» Problem description: Reproduce the records starting at the line that contains "168L183 161L178 177L181" and ending at the line that contains "positive clicks: (82, 89)", swapping "rough mask" for "coarse mask" and leaving everything else unchanged.

(Dataset entries)
***

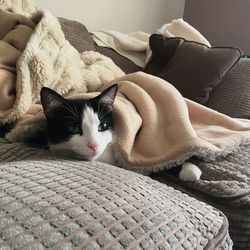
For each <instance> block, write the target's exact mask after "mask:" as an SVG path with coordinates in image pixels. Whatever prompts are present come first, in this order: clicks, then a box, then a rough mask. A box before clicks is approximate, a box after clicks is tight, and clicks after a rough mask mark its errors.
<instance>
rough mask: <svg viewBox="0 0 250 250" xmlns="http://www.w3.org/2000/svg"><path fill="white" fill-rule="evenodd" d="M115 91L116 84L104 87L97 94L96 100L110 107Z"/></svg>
mask: <svg viewBox="0 0 250 250" xmlns="http://www.w3.org/2000/svg"><path fill="white" fill-rule="evenodd" d="M117 91H118V85H117V84H113V85H112V86H110V87H109V88H107V89H105V90H104V91H103V92H102V93H101V94H100V95H99V96H97V99H98V102H99V103H100V104H102V105H106V106H109V107H112V106H113V103H114V101H115V97H116V94H117Z"/></svg>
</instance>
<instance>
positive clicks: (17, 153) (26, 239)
mask: <svg viewBox="0 0 250 250" xmlns="http://www.w3.org/2000/svg"><path fill="white" fill-rule="evenodd" d="M0 159H1V164H0V246H1V247H2V249H46V248H53V249H152V248H154V249H157V248H158V249H232V241H231V239H230V237H229V234H228V222H227V218H226V217H225V216H224V215H223V214H222V213H221V212H220V211H219V210H217V209H215V208H213V207H212V206H210V205H207V204H206V203H203V202H200V201H198V200H196V199H194V198H192V197H190V196H188V195H186V194H183V193H182V192H180V191H177V190H175V189H173V188H171V187H169V186H167V185H165V184H162V183H160V182H158V181H155V180H152V179H151V178H149V177H146V176H143V175H139V174H136V173H133V172H129V171H126V170H123V169H120V168H117V167H114V166H111V165H106V164H103V163H99V162H83V161H73V160H66V159H57V158H56V157H55V156H53V155H50V153H49V152H48V151H47V150H43V149H34V148H29V147H27V146H25V145H22V144H6V143H4V142H2V143H0Z"/></svg>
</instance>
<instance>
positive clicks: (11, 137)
mask: <svg viewBox="0 0 250 250" xmlns="http://www.w3.org/2000/svg"><path fill="white" fill-rule="evenodd" d="M17 23H18V25H17ZM4 24H5V25H4ZM6 24H7V25H6ZM0 39H1V41H0V55H1V56H0V124H1V125H4V124H12V126H13V128H12V130H11V131H10V132H9V133H7V134H6V136H5V137H6V139H7V140H9V141H10V142H13V141H27V140H28V139H29V138H30V137H32V136H33V135H34V134H36V133H37V132H38V131H39V130H42V129H44V125H45V117H44V114H43V112H42V108H41V105H40V99H39V94H40V90H41V88H42V87H43V86H47V87H50V88H52V89H54V90H56V91H57V92H58V93H60V94H62V95H64V96H65V97H66V98H89V97H92V96H95V95H97V94H98V93H99V92H100V91H103V90H104V89H105V88H107V87H108V86H110V85H111V84H113V83H117V84H118V86H119V91H118V96H117V98H116V100H115V104H114V115H115V122H116V132H115V133H116V141H115V143H114V147H115V150H116V153H117V154H119V156H120V157H119V158H120V159H121V161H120V162H119V165H121V166H123V167H125V168H129V169H133V170H135V171H138V172H144V173H150V172H152V171H158V170H160V169H164V168H169V167H172V166H173V165H174V164H178V163H182V162H184V161H185V160H186V159H188V158H189V157H191V156H193V155H197V156H200V157H205V158H206V157H207V158H212V157H215V156H217V155H222V154H227V153H229V152H231V151H232V150H237V147H238V145H240V144H243V143H249V141H250V121H248V120H239V119H233V118H230V117H228V116H225V115H223V114H220V113H218V112H216V111H213V110H210V109H208V108H206V107H204V106H202V105H199V104H197V103H195V102H192V101H190V100H188V99H185V98H183V97H182V96H181V94H180V93H179V92H178V91H177V90H176V89H175V88H174V87H173V86H172V85H171V84H170V83H168V82H166V81H164V80H162V79H160V78H158V77H155V76H151V75H148V74H145V73H142V72H137V73H133V74H128V75H124V73H123V72H122V71H121V70H120V69H119V68H118V67H117V66H116V65H115V64H114V63H113V61H112V60H111V59H109V58H107V57H105V56H103V55H101V54H99V53H97V52H93V51H89V52H83V53H78V52H77V51H76V49H74V48H73V46H71V44H70V43H69V42H68V41H66V40H65V37H64V34H63V32H62V30H61V27H60V24H59V22H58V20H57V18H56V17H54V16H53V15H52V14H51V13H50V12H49V11H45V12H38V13H36V14H35V15H33V16H32V17H31V18H27V17H24V16H20V15H17V14H14V13H10V12H7V11H3V10H1V12H0Z"/></svg>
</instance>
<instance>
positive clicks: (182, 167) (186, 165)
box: [179, 162, 202, 181]
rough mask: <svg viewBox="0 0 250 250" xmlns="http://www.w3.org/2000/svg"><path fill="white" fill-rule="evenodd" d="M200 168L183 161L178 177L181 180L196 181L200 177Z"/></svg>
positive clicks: (187, 180) (189, 162) (199, 178)
mask: <svg viewBox="0 0 250 250" xmlns="http://www.w3.org/2000/svg"><path fill="white" fill-rule="evenodd" d="M201 174H202V172H201V170H200V169H199V168H198V167H197V166H196V165H194V164H193V163H190V162H184V163H183V165H182V168H181V172H180V173H179V178H180V179H181V180H183V181H197V180H199V179H200V177H201Z"/></svg>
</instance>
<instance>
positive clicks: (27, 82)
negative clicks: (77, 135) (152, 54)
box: [0, 10, 124, 124]
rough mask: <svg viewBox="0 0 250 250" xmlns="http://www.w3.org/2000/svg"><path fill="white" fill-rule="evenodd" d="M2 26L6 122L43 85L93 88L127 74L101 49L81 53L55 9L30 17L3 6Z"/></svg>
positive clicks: (82, 89)
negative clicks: (113, 79) (53, 13)
mask: <svg viewBox="0 0 250 250" xmlns="http://www.w3.org/2000/svg"><path fill="white" fill-rule="evenodd" d="M0 30H1V31H0V39H1V40H0V124H5V123H10V122H15V121H17V120H18V119H19V118H21V116H23V115H25V114H26V113H27V112H28V111H29V110H30V109H32V105H33V104H34V103H37V102H38V101H39V99H40V89H41V87H42V86H49V87H51V88H53V89H55V90H56V91H58V92H59V93H61V94H67V93H68V94H69V93H71V94H72V93H74V92H79V91H80V92H87V91H93V90H97V89H98V88H99V87H100V86H101V85H102V83H103V82H106V81H110V80H112V79H114V78H116V77H119V76H122V75H124V73H123V72H122V71H121V70H120V68H118V67H117V66H116V65H115V64H114V63H113V61H112V60H111V59H109V58H108V57H105V56H102V55H101V54H99V53H98V52H93V51H87V52H83V53H81V54H79V53H78V51H77V50H76V49H75V48H74V47H73V46H72V45H71V44H70V43H69V42H68V41H67V40H66V39H65V37H64V34H63V31H62V29H61V26H60V24H59V22H58V20H57V18H55V17H54V16H53V15H52V14H51V13H50V12H49V11H45V12H38V13H36V14H35V15H33V16H32V17H31V18H30V19H29V18H27V17H25V16H21V15H19V14H15V13H11V12H8V11H4V10H0Z"/></svg>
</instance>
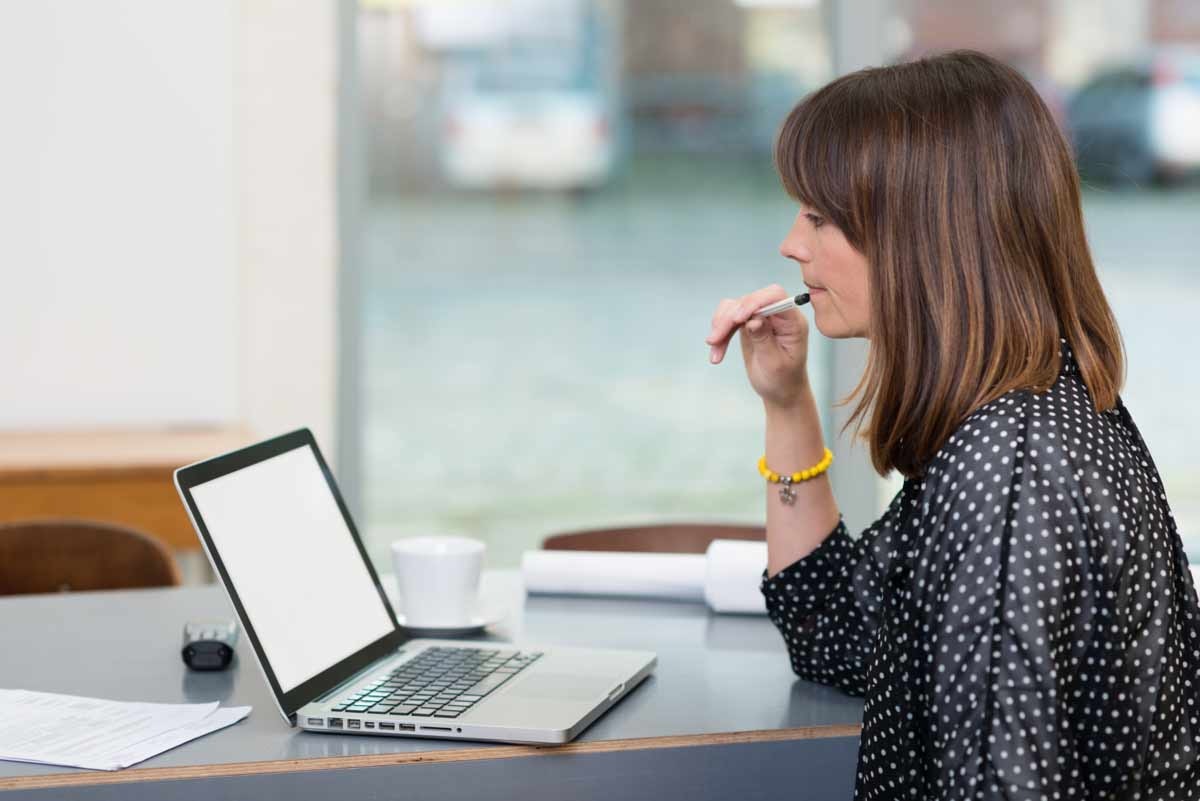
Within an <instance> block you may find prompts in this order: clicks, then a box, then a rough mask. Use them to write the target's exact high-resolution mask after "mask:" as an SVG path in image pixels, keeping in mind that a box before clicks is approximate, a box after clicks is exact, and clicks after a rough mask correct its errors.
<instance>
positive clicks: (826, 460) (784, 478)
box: [758, 448, 833, 506]
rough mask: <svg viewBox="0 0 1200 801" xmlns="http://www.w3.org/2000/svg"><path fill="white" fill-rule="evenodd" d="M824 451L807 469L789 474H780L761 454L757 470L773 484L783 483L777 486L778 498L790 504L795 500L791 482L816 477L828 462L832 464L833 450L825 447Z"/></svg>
mask: <svg viewBox="0 0 1200 801" xmlns="http://www.w3.org/2000/svg"><path fill="white" fill-rule="evenodd" d="M824 451H826V452H824V456H822V457H821V460H820V462H817V463H816V464H814V465H812V466H811V468H809V469H808V470H800V471H799V472H793V474H791V475H782V476H781V475H779V474H778V472H775V471H774V470H772V469H770V468H768V466H767V457H766V456H763V457H762V458H761V459H758V472H760V475H762V477H763V478H766V480H767V481H769V482H770V483H773V484H779V483H781V484H784V486H782V487H780V488H779V499H780V500H781V501H784V502H785V504H787V505H788V506H791V505H792V504H794V502H796V493H794V492H792V484H793V483H799V482H802V481H808V480H810V478H816V477H817V476H820V475H821V474H822V472H824V471H826V470H828V469H829V465H830V464H833V451H830V450H829V448H826V450H824Z"/></svg>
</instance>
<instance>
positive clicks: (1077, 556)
mask: <svg viewBox="0 0 1200 801" xmlns="http://www.w3.org/2000/svg"><path fill="white" fill-rule="evenodd" d="M762 590H763V594H764V596H766V598H767V609H768V612H769V614H770V619H772V620H773V621H774V624H775V625H776V626H778V627H779V630H780V632H781V633H782V636H784V639H785V642H786V644H787V649H788V652H790V655H791V661H792V666H793V668H794V670H796V673H797V675H799V676H800V677H803V679H808V680H811V681H820V682H823V683H830V685H835V686H838V687H841V688H842V689H845V691H846V692H850V693H853V694H859V695H865V697H866V699H865V706H864V710H863V734H862V740H860V743H859V754H858V777H857V782H856V794H854V797H856V799H859V800H866V799H922V800H926V799H1022V800H1024V799H1080V800H1087V801H1092V800H1098V799H1132V800H1145V801H1151V800H1154V801H1157V800H1159V799H1164V800H1166V799H1172V800H1175V799H1178V800H1182V799H1200V761H1198V748H1200V692H1198V682H1200V610H1198V606H1196V592H1195V588H1194V585H1193V580H1192V576H1190V573H1189V572H1188V567H1187V558H1186V555H1184V553H1183V546H1182V542H1181V541H1180V535H1178V531H1177V529H1176V525H1175V520H1174V518H1172V517H1171V513H1170V508H1169V506H1168V502H1166V494H1165V492H1164V490H1163V484H1162V481H1160V480H1159V477H1158V471H1157V470H1156V468H1154V463H1153V460H1152V459H1151V457H1150V453H1148V451H1147V450H1146V445H1145V442H1144V441H1142V439H1141V434H1140V433H1139V432H1138V428H1136V426H1135V424H1134V422H1133V418H1132V417H1130V416H1129V412H1128V410H1127V409H1126V408H1124V404H1123V403H1121V402H1120V401H1118V403H1117V408H1116V409H1112V410H1109V411H1105V412H1103V414H1097V412H1096V411H1094V408H1093V405H1092V399H1091V395H1090V393H1088V391H1087V387H1086V385H1085V384H1084V381H1082V378H1081V375H1080V373H1079V367H1078V365H1076V363H1075V361H1074V357H1073V355H1072V353H1070V349H1069V348H1068V347H1067V343H1066V342H1063V343H1062V369H1061V372H1060V375H1058V379H1057V381H1056V383H1055V385H1054V386H1052V387H1051V389H1050V390H1049V391H1046V392H1044V393H1040V395H1037V393H1033V392H1030V391H1014V392H1009V393H1007V395H1004V396H1003V397H1001V398H997V399H996V401H994V402H991V403H989V404H986V405H984V406H982V408H980V409H978V410H977V411H976V412H974V414H972V415H971V416H970V417H968V418H967V420H966V421H965V422H964V423H962V424H961V426H960V427H959V428H958V430H956V432H955V433H954V434H953V435H952V436H950V439H949V440H948V441H947V442H946V445H944V446H943V447H942V450H941V451H938V453H937V454H936V457H935V458H934V460H932V462H931V463H930V464H929V465H928V468H926V470H925V471H924V475H923V476H920V477H918V478H911V480H908V481H906V482H905V484H904V487H902V488H901V489H900V492H899V493H898V494H896V496H895V499H894V500H893V501H892V504H890V505H889V506H888V508H887V511H886V512H884V514H883V517H881V518H880V519H878V520H877V522H876V523H874V524H872V525H871V526H870V528H868V529H866V531H865V532H864V534H863V536H862V537H860V538H857V540H854V538H851V537H850V535H848V532H847V531H846V526H845V524H844V523H839V524H838V528H836V529H835V530H834V531H833V534H832V535H830V536H829V538H828V540H826V541H824V542H823V543H822V544H821V547H818V548H817V549H816V550H814V552H812V553H811V554H809V555H808V556H805V558H804V559H802V560H799V561H797V562H796V564H794V565H792V566H790V567H787V568H785V570H782V571H780V572H779V573H778V574H776V576H774V577H770V578H767V577H766V574H764V578H763V585H762Z"/></svg>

***

» Reply to the exercise:
coarse mask: <svg viewBox="0 0 250 250" xmlns="http://www.w3.org/2000/svg"><path fill="white" fill-rule="evenodd" d="M200 168L183 161L178 177L181 180L196 181L200 177Z"/></svg>
positive clicks: (187, 180) (189, 162) (199, 178)
mask: <svg viewBox="0 0 250 250" xmlns="http://www.w3.org/2000/svg"><path fill="white" fill-rule="evenodd" d="M201 174H202V172H201V170H200V169H199V168H198V167H197V166H196V165H194V164H193V163H190V162H184V163H183V165H182V168H181V172H180V173H179V178H180V179H181V180H183V181H197V180H199V179H200V177H201Z"/></svg>
</instance>
<instance>
positive clicks: (27, 82)
negative clicks: (77, 135) (152, 54)
box: [0, 10, 124, 124]
coarse mask: <svg viewBox="0 0 250 250" xmlns="http://www.w3.org/2000/svg"><path fill="white" fill-rule="evenodd" d="M2 26L6 122L43 85L93 88L127 74L101 49L81 53L55 9L30 17L3 6Z"/></svg>
positive clicks: (82, 89)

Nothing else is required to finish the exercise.